--- Start of Records for the exercise ---

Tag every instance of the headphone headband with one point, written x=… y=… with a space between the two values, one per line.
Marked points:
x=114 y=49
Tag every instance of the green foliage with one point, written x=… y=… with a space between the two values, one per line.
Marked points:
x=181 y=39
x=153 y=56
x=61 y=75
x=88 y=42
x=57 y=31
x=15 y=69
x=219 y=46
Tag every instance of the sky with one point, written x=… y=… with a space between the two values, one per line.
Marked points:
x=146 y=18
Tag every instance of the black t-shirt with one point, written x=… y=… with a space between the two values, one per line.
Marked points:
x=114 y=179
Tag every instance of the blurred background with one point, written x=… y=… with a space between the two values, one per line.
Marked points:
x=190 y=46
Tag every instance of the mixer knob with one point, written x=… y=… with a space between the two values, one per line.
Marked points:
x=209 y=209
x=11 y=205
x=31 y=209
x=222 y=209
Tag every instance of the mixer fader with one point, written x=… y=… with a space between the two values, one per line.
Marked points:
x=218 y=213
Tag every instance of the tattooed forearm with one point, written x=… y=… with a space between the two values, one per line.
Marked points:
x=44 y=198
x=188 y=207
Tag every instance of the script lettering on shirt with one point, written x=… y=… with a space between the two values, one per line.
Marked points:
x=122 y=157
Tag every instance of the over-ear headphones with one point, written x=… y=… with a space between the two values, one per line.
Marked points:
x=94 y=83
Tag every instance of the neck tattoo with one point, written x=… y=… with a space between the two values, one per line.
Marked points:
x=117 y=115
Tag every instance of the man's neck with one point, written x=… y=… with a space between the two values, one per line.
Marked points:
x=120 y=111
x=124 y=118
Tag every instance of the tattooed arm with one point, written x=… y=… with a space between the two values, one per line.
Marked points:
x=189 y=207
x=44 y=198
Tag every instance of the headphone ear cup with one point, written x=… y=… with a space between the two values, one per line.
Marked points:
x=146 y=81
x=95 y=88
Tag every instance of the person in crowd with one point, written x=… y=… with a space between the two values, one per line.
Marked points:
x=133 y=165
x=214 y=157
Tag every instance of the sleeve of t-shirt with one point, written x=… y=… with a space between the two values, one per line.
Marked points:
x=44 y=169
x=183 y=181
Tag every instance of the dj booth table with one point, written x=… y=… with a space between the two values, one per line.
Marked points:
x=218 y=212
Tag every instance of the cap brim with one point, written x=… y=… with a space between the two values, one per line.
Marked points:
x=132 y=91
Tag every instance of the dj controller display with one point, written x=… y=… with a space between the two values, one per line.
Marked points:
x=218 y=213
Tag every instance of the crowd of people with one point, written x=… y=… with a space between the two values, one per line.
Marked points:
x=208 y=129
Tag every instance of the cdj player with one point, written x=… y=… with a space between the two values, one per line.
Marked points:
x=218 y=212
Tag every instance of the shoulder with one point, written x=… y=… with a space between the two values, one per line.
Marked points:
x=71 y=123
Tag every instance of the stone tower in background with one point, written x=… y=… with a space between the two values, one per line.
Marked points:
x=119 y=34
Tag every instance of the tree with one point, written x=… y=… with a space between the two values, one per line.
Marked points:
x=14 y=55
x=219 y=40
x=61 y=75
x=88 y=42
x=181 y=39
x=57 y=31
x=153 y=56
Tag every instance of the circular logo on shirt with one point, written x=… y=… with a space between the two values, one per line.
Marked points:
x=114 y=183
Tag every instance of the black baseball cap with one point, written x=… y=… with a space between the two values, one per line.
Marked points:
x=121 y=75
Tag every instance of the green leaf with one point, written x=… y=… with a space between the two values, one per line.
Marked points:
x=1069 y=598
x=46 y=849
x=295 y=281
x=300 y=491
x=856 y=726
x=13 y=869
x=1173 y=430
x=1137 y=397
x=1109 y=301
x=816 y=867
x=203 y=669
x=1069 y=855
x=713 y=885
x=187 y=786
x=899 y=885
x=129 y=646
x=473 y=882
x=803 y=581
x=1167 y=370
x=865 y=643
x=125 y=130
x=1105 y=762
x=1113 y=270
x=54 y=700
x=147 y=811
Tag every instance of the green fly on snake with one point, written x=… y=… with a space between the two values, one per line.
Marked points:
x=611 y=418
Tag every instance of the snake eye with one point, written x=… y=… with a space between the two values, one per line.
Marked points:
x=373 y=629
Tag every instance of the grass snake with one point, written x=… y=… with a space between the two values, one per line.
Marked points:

--- End of Records for the exercise ---

Set problem:
Lay out every line of the material above as a numbered list, leaving out any blank lines.

Exercise answer:
1. Tag every instance of the headphone headband with one point, written x=… y=… with a space between the two values, one per line.
2. Marked points:
3. x=114 y=49
4. Tag every instance of the green foliage with one point, written x=… y=… with a space between the two values, one per line.
5. Marked points:
6. x=181 y=39
7. x=153 y=56
8. x=61 y=75
9. x=88 y=42
10. x=57 y=31
11. x=15 y=69
12. x=219 y=46
13. Tag every instance of the sky with one point, written x=… y=… with a space between the two values, one per line.
14. Marked points:
15. x=146 y=18
16. Tag every instance of the black t-shirt with one point, written x=… y=… with a space between the two values, one per line.
17. Marked points:
18. x=114 y=179
19. Tag every instance of the blurred background with one point, written x=… y=… with a space between the two values, one per line.
20. Marked points:
21. x=190 y=46
22. Tag every instance of the mixer knob with one point, written x=… y=… with a space between the two values, one per line.
23. Marked points:
24. x=209 y=209
25. x=11 y=205
26. x=31 y=209
27. x=222 y=209
28. Tag every instance of the mixer fader with one point, written x=… y=… with a space between the two values, one per line.
29. Marked points:
30. x=218 y=213
31. Tag every instance of the tattooed forearm with one point, written x=… y=… with a space between the two values, one per line.
32. Marked points:
33. x=44 y=198
34. x=188 y=207
35. Tag every instance of the script lettering on shirt with one point, written x=… y=… with a space between the two values, one per line.
36. Marked points:
37. x=122 y=157
38. Tag every instance of the over-ear headphones with one point, written x=… y=… with a space between the two values, one per line.
39. Marked points:
40. x=94 y=83
41. Tag every instance of the neck tattoo with one point, written x=… y=… with a space between the two values, one per line.
42. Marked points:
43. x=117 y=115
44. Tag every instance of the man's neck with one point, written x=… y=… with a space between the two values, one per line.
45. Marked points:
46. x=120 y=111
47. x=124 y=118
48. Tag every instance of the tattooed arm with one point, written x=… y=… with a space between the two values, one per line.
49. Marked points:
50. x=189 y=207
51. x=44 y=198
52. Tag every instance of the headphone ear cup with one point, written x=… y=… with a space between the two values, one per line.
53. Marked points:
54. x=146 y=81
55. x=95 y=88
56. Tag every instance of the person in crowd with one point, written x=… y=… with a space between the two values, one per line.
57. Marked points:
58. x=133 y=165
59. x=214 y=157
60. Tag every instance of the sleeve of t-shirt with one point, written x=… y=… with a space between the two values, one per line.
61. Marked points:
62. x=44 y=169
63. x=183 y=181
64. Tag every instance of the dj booth table with one point, written x=… y=… with a space between the two values, one per line.
65. Marked points:
66. x=218 y=212
67. Tag every instance of the cap brim with one point, written x=… y=… with a space between the two values, one per line.
68. Marked points:
69. x=132 y=91
70. Tag every instance of the dj controller display with one point, written x=… y=… with a space between the two values, one per line.
71. Marked points:
72. x=218 y=213
73. Tag every instance of the crowd of people with one point, written x=… y=… with a space between the two values, one per line.
74. Marked points:
75. x=208 y=129
76. Tag every instance of the cdj player with one point, written x=… y=… with a space between the two values, one per line.
77. Marked points:
78. x=218 y=212
79. Tag every instance of the shoulder with one point, written x=… y=… with a space between the two values, one per line.
80. Marked points:
81. x=71 y=123
82. Tag every instance of the stone tower in background with one point, written x=… y=… with a space between the two values, one per line.
83. Marked points:
84. x=119 y=34
85. Tag every instance of the tree with one point, written x=… y=… with a space between the two values, one per line.
86. Marked points:
87. x=14 y=55
88. x=219 y=40
89. x=61 y=75
90. x=88 y=42
91. x=181 y=39
92. x=57 y=31
93. x=153 y=56
94. Tag every instance of the circular logo on shirt with one point, written x=… y=… with a space between the two values, one per line.
95. Marked points:
96. x=114 y=183
97. Tag every instance of the black baseball cap with one point, written x=… y=… with a space between the two values, one per line.
98. Marked points:
99. x=121 y=75
100. Tag every instance of the green leaf with one point, written x=… y=… with a space between the two values, one per line.
101. Marked points:
102. x=1069 y=598
103. x=46 y=849
104. x=295 y=281
105. x=300 y=491
106. x=856 y=726
107. x=13 y=869
108. x=1173 y=430
109. x=1137 y=397
110. x=1109 y=301
111. x=816 y=867
112. x=203 y=669
113. x=1069 y=855
114. x=713 y=885
115. x=187 y=786
116. x=899 y=885
117. x=129 y=646
118. x=473 y=882
119. x=803 y=581
120. x=1167 y=370
121. x=865 y=643
122. x=125 y=130
123. x=1105 y=762
124. x=1113 y=270
125. x=54 y=700
126. x=147 y=811
127. Tag every instance of the green fly on snake with one point, written x=… y=… with a space between the two values, one per line.
128. Marked points:
129. x=611 y=418
130. Tag every instance of the snake eye with one point, written x=… y=… with a space between the two values, one per line.
131. Marked points:
132. x=373 y=629
133. Tag every instance of the grass snake with one point, written x=… y=… with a space between the two values, one per line.
134. Marked points:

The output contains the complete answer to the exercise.